- **Work instructions**:
Format every line of the records below as a Markdown table with the columns "No." and "Text": "No." holds a running row number and "Text" holds the line. Skip blank lines and leave the pictures out.

>> Begin Given data

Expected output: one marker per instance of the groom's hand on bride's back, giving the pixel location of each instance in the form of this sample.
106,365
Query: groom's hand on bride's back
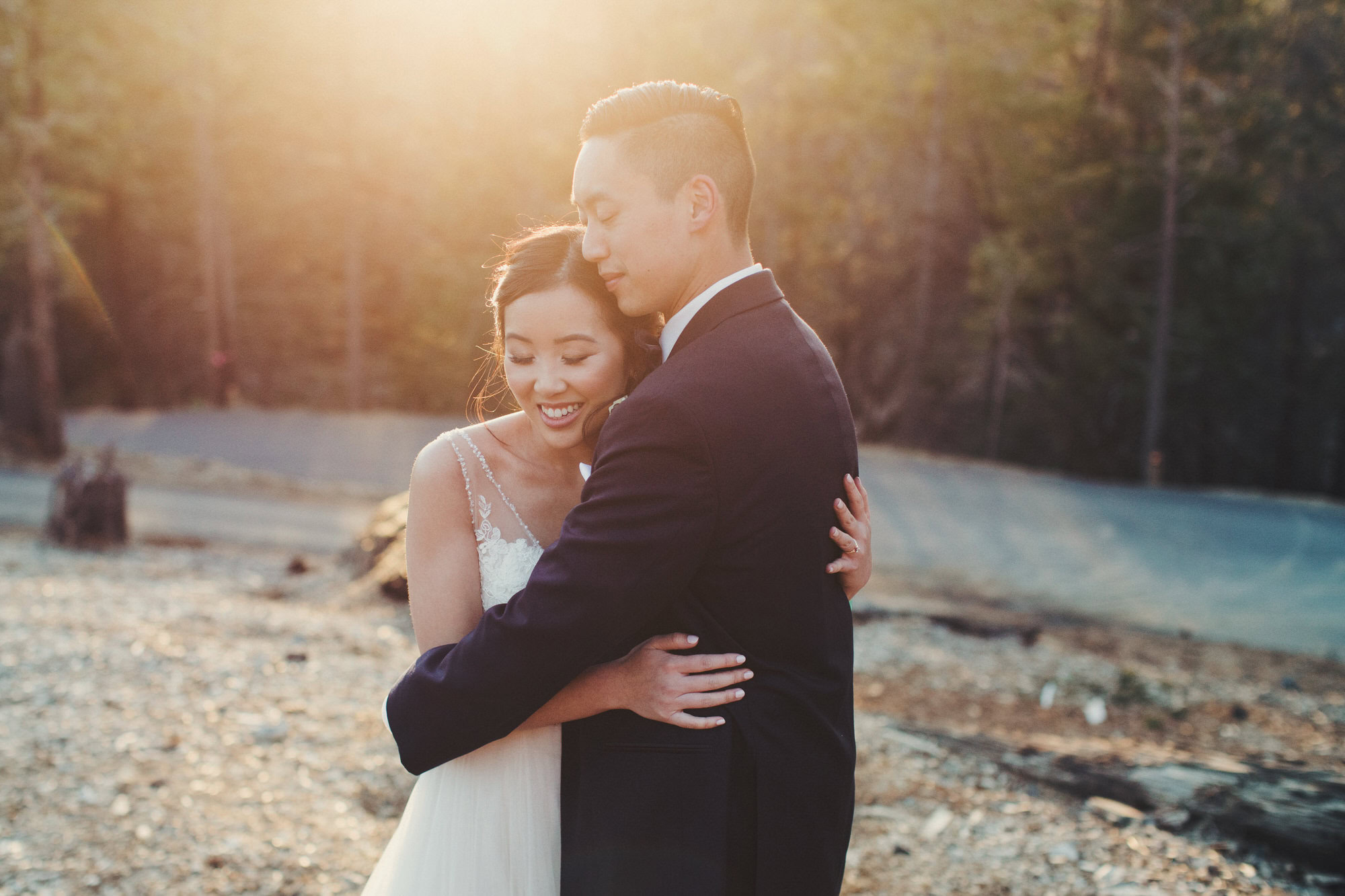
661,685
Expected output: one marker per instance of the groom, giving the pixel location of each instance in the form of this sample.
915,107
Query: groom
707,512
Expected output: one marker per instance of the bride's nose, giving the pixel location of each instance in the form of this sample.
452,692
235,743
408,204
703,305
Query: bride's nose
551,381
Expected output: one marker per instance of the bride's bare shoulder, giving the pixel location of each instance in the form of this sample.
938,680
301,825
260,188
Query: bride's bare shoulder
442,460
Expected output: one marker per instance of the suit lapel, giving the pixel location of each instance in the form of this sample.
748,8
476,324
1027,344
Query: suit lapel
751,292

>> End Given data

- **Solution for this problem**:
| No. | Text |
|---|---|
| 1 | Expected output: one marker per instance of the groom's hand on bride's back, giving the pixel location of each instance in the form of this sample. |
| 2 | 106,365 |
| 3 | Query: groom's hand on bride's back |
| 4 | 661,685 |
| 5 | Expected output: one marker per instance of the groom, giving the pixel location of each instance in the form of this sample. |
| 6 | 915,107 |
| 7 | Query: groom |
| 8 | 707,512 |
| 9 | Expected output: one marker per instance of the bride's nose, giving the pixel location of each instance in the form of this sample. |
| 10 | 452,692 |
| 11 | 235,743 |
| 12 | 408,204 |
| 13 | 703,305 |
| 14 | Query: bride's nose |
| 15 | 551,381 |
| 16 | Expected output: one marker per instance of the bride's bare shoulder, giving the pixel location of each instance in the form of this sample. |
| 17 | 938,680 |
| 18 | 301,825 |
| 19 | 260,188 |
| 20 | Query: bride's bare shoulder |
| 21 | 442,460 |
| 22 | Expected output: one marker per instance of the suit lapel, giving the pixel location of each instance in the form of this sample. |
| 23 | 748,8 |
| 24 | 476,324 |
| 25 | 1027,344 |
| 26 | Query: suit lapel |
| 27 | 751,292 |